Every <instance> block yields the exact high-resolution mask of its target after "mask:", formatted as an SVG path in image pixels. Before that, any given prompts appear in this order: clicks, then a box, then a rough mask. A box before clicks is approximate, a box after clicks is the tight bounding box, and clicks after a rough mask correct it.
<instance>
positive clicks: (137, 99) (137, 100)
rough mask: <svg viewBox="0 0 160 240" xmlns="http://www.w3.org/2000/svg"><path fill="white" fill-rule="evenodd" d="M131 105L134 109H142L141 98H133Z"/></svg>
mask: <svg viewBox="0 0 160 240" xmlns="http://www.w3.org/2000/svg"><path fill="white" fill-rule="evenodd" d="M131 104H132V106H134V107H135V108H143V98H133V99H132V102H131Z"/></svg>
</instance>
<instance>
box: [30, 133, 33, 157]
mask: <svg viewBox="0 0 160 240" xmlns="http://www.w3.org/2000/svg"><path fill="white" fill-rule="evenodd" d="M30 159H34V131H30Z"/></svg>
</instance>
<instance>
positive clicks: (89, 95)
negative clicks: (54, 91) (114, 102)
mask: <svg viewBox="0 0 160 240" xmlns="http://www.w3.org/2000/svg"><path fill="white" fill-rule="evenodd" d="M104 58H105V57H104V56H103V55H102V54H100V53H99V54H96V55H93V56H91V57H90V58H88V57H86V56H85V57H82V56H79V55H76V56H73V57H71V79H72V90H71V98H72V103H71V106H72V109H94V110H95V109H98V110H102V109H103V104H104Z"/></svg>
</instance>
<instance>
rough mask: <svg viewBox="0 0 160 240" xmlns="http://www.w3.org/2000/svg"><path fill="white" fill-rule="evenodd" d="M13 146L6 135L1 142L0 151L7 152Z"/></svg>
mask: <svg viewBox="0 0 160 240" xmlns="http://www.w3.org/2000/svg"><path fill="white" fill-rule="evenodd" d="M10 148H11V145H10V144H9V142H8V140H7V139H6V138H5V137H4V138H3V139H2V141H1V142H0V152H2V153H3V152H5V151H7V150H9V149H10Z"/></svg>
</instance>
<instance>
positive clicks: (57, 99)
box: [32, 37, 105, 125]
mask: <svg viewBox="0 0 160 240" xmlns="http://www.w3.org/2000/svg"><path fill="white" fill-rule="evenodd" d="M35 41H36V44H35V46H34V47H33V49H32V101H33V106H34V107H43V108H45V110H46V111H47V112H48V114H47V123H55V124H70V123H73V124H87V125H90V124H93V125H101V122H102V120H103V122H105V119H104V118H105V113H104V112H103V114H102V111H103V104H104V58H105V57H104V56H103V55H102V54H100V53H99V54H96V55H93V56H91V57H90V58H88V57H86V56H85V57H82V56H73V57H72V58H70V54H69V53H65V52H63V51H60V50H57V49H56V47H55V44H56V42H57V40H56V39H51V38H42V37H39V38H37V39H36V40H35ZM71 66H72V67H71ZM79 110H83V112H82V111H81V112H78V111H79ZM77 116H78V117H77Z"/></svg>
════════════════
Task: List all lines above in which the string "positive" appears.

Answer area:
positive clicks: (137, 99) (137, 100)
positive clicks: (89, 95)
positive clicks: (57, 99)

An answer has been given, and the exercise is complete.